PROVIDED PASSAGE:
_ _ _ _ _ _ _
The literature regarding the use of medication for impulsive aggression, both in a prison setting and outside of prison, is briefly reviewed. The rationale for using oxcarbazepine for impulsive aggression in prison is presented, focusing on the evidence(though limited) of efficacy, the lack of frequent significant side effects, and the cost/benefit ratio, compared with other options.
People who are excessively aggressive and impulsive may be more likely than others to be in prison. Some of these inmates respond to the traditional behavioral approaches of correctional institutions, learning sufficient self-control to manage satisfactorily in a prison environment, and some have psychiatric diagnoses, such as bipolar disorder or schizophrenia, that typically respond to standard treatments.
Others, however, can be difficult to treat and may be aggressive even in prison. There is no one Diagnostic and Statistical Manual of Mental Disorders, Fourth Edition (DSM-IV) diagnosis that applies to most of these patients. Some may have residual attention deficit/hyperactivity disorder (ADHD), and some may have psychiatric diagnoses such as borderline or antisocial personality disorders, intermittent explosive disorder, or impulse control disorder NOS, which do not have standard approved medication treatments. How best to treat such inmates is a matter of opinion, with little solid research available. There is no medication approved by the U.S. Food and Drug Administration for the treatment of impulsive aggression.
_ _ _ _ _ _ _
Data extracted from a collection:
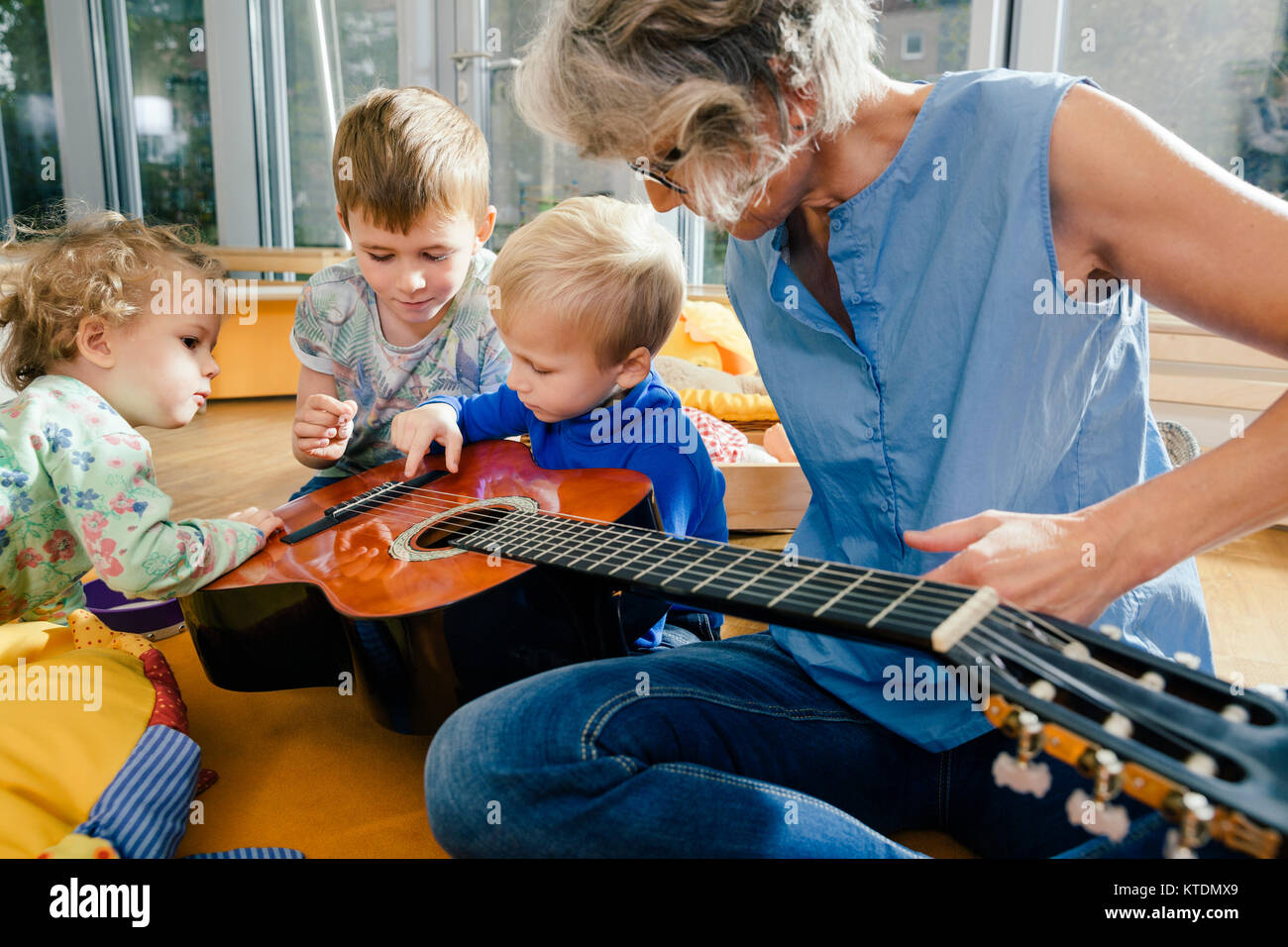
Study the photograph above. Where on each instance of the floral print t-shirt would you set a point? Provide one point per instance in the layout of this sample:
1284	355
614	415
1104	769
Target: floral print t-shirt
338	333
76	491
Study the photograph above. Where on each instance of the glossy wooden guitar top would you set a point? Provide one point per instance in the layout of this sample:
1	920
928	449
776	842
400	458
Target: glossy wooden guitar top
353	566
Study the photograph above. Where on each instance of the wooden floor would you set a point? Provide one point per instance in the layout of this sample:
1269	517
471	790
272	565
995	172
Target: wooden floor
239	455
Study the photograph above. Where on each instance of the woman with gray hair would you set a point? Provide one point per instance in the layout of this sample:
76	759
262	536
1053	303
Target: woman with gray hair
961	410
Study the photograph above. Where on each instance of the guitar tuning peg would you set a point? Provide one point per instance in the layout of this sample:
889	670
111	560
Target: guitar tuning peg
1235	712
1098	818
1030	779
1106	772
1193	814
1094	812
1273	692
1019	772
1172	847
1153	681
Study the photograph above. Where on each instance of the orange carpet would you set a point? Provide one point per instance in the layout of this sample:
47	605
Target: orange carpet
307	770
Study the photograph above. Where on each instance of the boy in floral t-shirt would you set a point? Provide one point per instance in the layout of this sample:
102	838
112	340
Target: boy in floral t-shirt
91	357
410	316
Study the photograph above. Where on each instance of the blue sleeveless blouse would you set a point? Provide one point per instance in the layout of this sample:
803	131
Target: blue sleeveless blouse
974	381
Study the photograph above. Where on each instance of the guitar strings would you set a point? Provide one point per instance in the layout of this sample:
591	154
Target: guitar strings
732	571
399	502
835	583
957	594
960	592
1162	725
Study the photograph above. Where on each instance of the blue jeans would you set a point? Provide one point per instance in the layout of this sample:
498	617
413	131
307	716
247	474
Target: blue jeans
725	749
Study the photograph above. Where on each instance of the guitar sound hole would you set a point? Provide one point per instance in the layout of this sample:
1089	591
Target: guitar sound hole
458	525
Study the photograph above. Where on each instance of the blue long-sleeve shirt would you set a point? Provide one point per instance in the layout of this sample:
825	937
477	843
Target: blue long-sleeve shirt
687	486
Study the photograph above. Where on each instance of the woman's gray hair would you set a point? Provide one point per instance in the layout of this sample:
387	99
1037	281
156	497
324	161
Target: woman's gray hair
682	84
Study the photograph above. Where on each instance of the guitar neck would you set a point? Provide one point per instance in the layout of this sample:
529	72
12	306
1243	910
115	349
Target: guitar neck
828	596
1189	732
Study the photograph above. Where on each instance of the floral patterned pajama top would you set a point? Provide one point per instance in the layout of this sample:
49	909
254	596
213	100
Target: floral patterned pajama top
77	491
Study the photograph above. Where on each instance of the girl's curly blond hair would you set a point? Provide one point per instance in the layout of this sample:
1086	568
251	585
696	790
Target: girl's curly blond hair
99	264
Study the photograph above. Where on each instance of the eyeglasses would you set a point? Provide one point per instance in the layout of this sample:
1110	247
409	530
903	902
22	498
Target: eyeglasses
640	166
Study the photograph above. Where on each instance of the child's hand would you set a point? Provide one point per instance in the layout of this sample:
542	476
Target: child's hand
265	521
415	431
323	427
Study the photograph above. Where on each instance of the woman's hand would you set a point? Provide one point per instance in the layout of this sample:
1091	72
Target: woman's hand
412	433
1068	565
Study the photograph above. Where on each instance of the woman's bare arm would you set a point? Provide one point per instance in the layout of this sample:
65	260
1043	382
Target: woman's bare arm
1132	200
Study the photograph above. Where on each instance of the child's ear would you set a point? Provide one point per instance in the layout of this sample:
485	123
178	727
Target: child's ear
635	368
484	232
94	342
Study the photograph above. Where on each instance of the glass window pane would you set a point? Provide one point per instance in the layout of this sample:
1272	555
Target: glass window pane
531	171
171	112
923	39
1209	71
27	107
329	64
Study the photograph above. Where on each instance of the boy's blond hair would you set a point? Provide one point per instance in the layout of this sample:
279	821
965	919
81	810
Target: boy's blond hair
400	154
604	268
102	264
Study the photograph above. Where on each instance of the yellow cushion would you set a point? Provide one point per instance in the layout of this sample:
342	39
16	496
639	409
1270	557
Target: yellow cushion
715	324
58	755
728	406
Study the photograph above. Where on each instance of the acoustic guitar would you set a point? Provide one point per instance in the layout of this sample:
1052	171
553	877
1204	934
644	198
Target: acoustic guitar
432	590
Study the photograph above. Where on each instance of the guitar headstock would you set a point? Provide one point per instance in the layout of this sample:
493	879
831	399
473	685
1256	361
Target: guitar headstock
1207	754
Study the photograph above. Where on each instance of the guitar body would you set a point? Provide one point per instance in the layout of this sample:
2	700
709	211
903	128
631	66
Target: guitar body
442	587
421	626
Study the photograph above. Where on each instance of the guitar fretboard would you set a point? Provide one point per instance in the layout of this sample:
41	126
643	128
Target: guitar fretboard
751	582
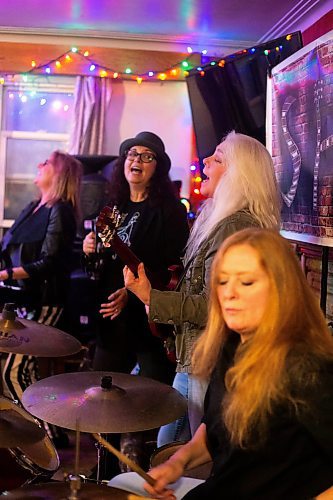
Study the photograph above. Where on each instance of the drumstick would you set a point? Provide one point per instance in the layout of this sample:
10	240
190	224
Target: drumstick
136	497
126	460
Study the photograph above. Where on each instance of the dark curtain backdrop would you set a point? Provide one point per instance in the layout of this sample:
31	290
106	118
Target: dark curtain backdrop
233	97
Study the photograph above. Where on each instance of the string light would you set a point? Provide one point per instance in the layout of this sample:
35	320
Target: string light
265	49
182	69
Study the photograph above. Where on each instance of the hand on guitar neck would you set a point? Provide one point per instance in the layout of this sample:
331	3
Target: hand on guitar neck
138	279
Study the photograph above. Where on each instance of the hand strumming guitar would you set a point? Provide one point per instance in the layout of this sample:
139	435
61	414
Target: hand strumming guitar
118	301
140	286
89	243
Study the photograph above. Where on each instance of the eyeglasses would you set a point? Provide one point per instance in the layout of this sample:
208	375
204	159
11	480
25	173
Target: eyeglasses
144	157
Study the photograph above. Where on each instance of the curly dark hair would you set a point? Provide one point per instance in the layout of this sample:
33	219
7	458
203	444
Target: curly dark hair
160	188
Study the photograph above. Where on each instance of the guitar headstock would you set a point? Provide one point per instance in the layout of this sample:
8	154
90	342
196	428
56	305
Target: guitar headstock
107	224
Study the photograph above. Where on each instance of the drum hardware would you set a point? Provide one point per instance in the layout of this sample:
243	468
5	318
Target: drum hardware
104	402
135	467
31	338
163	453
35	455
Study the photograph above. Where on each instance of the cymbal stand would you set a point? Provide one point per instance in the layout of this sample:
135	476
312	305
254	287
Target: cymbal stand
75	479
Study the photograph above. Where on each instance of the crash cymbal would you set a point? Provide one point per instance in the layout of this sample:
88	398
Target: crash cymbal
22	336
103	402
61	490
15	430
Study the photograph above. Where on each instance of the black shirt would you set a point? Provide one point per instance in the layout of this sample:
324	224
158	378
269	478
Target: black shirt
294	463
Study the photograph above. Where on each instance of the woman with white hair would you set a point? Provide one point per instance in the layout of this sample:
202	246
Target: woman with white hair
242	192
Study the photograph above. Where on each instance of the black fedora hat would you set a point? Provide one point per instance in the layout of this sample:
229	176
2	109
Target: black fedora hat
151	141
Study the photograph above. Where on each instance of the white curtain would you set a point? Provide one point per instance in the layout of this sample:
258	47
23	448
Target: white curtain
91	103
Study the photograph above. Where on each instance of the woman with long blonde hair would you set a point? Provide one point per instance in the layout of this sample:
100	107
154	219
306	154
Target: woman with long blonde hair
36	256
268	423
241	192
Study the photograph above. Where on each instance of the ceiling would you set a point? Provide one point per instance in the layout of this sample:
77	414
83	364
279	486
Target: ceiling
143	32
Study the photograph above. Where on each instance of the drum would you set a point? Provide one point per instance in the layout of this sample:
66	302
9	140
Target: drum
163	453
60	491
29	461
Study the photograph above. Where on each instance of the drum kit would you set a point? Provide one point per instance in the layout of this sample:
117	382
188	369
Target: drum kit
92	402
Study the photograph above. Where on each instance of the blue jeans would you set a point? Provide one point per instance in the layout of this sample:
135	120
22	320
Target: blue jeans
131	481
184	428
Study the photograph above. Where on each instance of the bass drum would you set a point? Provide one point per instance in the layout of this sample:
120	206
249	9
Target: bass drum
24	464
163	453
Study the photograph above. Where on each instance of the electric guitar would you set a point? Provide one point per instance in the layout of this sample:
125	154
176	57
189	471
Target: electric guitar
107	224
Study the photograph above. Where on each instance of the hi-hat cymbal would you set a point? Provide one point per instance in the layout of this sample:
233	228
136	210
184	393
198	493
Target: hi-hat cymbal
15	430
22	336
129	403
61	490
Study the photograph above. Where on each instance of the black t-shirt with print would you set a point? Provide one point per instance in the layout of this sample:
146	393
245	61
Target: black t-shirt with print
296	461
156	235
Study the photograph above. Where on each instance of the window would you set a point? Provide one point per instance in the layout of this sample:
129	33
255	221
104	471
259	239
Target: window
36	118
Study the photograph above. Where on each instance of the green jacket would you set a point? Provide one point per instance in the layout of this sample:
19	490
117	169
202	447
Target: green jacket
186	308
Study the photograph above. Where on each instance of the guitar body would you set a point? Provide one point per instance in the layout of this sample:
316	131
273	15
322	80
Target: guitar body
107	223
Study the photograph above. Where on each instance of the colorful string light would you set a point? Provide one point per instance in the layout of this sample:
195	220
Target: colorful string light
175	72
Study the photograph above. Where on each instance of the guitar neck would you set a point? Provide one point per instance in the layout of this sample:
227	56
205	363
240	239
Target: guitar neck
125	254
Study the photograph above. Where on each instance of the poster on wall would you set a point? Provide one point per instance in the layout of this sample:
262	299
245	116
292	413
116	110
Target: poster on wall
300	139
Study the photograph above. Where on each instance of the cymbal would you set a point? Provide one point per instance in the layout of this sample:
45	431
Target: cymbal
103	402
15	430
22	336
61	490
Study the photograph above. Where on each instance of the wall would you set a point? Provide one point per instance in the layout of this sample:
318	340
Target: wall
163	108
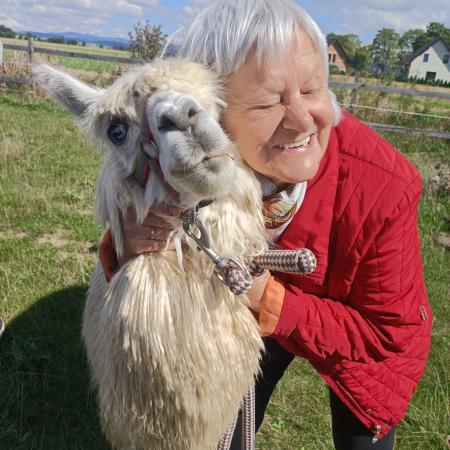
_ _ _ _ _ _ _
TASKS TO PERFORM:
1. List every psychiatric disorder named in the passage on treating impulsive aggression in prison.
2. Write the next part of the passage on medication for impulsive aggression in prison, picking up after its final sentence.

ANSWERS TO THE PROBLEMS:
1.
- Bipolar disorder
- Schizophrenia
- Attention deficit/hyperactivity disorder (ADHD)
- Borderline personality disorder
- Antisocial personality disorder
- Intermittent explosive disorder
- Impulse control disorder NOS

2.
The literature categorizes aggression in various ways, but the most common distinction is between impulsive aggression and predatory aggression. Predatory aggression is seen in hunting (among animals) and may be related to the aggressive acts perpetrated by organized crime groups. The treatments that have been studied for aggression have primarily involved patients with impulsive aggression. In certain settings (e.g., gang warfare), impulsive aggression may be ego syntonic to the perpetrator, and he may not see it as a problem requiring medication. However, with increasing age and mounting difficulties attributable to aggressive behavior (in a prison setting), many individuals for whom impulsive aggression may have been ego syntonic in the past may want to reduce their aggressiveness.